**SOURCE TEXT**
2. Materials and Methods

2.1. Materials

The materials for T-TENG should meet the following requirements: (I) The electronegative polymer with high yield strength but low modulus is ranked relatively low in the triboelectric series, such as polydimethylsiloxane (PDMS) and polytetrafluoroethylene (PTFE) [30]. (II) All the materials are flexible, i.e., conductive fibric (CF) and polymer thin film. (III) The triboelectric surface possesses a specific microstructure or relatively roughness.

In this work, the elastomer PDMS and the related cross-linking agent adopted XE15-645 (Tokyo, Japan). Ultra-flexible, conductive and radiation-proof Ag@ chinlon fabric (ACF) was purchased from LuFeier^TM (Jiangsu, China). Low-cost sandpapers (Matador, Shanghai, Germany) were adopted to create a convex–concave surface microstructures. Figure 1a demonstrates the materials that were used to fabricate the T-TENGs. Here, ACF (electric resistance: ~0.1 Ω) is ultra-flexible, large-scale, artistic and conductive, thereby resulting in that it is suitable to be used as wearable electrodes. The Raman spectrum of polymer material is consistent with that of PDMS (Figure S3a, ESI). PDMS film also demonstrates the Young’s modulus of 1.59 GPa and yield strength of 0.4 MPa (Figure S3b, ESI), which is inexpensive and flexible. In addition, we adopted the low-cost sandpaper (~$0.0025 cm⁻²) as the substrate to fabricate the surface structure of PDMS film (Figure 1a).

2.2. Fabrication of PDMS-Based Ag@CF Composites and T-TENG

Firstly, PDMS (A) as well as cross-linking agent (B) were blended by 1:1 (mass ratio) to homogeneously synthesize the PDMS solution (Figure 1a). Then, a piece of sandpaper with various roughness was attached to a glass plate using double-sided tapes on the two sides of sandpaper (Figure 1b(i)). Here, the tapes have two effects: (1) Fixing the position of sandpaper on the glass plate. (2) Because the glass rod can only move along the protruding tapes, the resultant PDMS coated ACF composites possess different thickness via increasing/decreasing the layer number of tapes. Subsequently, the PDMS solution was casted at one end of the sandpaper, and PDMS film without being completely solidified was fabricated on the sandpaper surface by gradually gliding a glass rod (Figure 1b(ii)). Likewise, the ACF was immediately covered on the surface of PDMS film (Figure 1b(iii)). After curing at 80 °C for 0.5 h in an oven, the PACF composites with 280 × 220 mm² were fabricated, which can be readily peeled off from the sandpaper substrate due to the weak interfacial properties between PDMS and sandpaper (Figure 1b(iv,v)). Finally, the as-fabricated PACF and another ACF were selected as the friction layer and conductive layer to assemble T-TENG (Figure 2a,b).

The merits of the composite film are: (I) it can be readily fabricated, and the scale of film is only restricted by the sandpaper/substrate (Figure 1b(i–iii)). (II) The coated PDMS film possesses a microporous surface induced by inexpensive sandpaper (Figure 2c). (III) More interestingly, the as-fabricated PACF can be readily peeled off from the sandpaper, exhibiting a free-standing characteristic of PACF (Figure 1b(vi)). (IV) The fabrication process is only one-step. Compared with the second-time conjunction approach, the resultant composites possess an excellent interfacial property (Figure 2c).

**DATA EXTRACT**
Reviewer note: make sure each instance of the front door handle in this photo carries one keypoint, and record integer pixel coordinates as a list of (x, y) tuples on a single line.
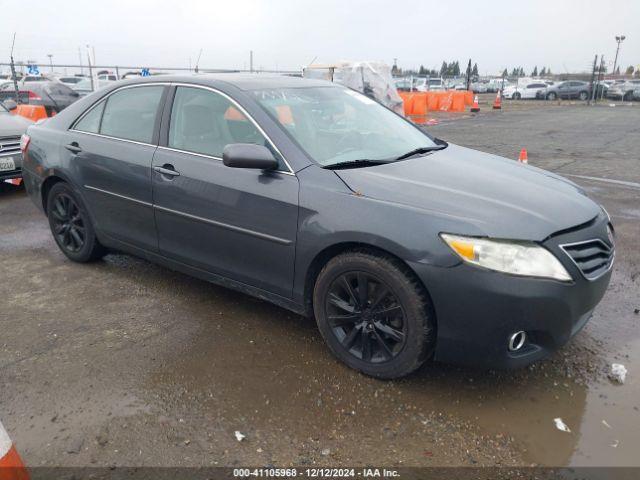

**THE EXERCISE**
Answer these from the T-TENG methods section:
1. What is the electric resistance of the ACF?
2. In what mass ratio were PDMS (A) and the cross-linking agent (B) blended?
3. At what temperature and for how long were the PACF composites cured?
The listing plays no part in this.

**FINISHED ANSWER**
1. About 0.1 Ω.
2. 1:1.
3. At 80 °C for 0.5 h.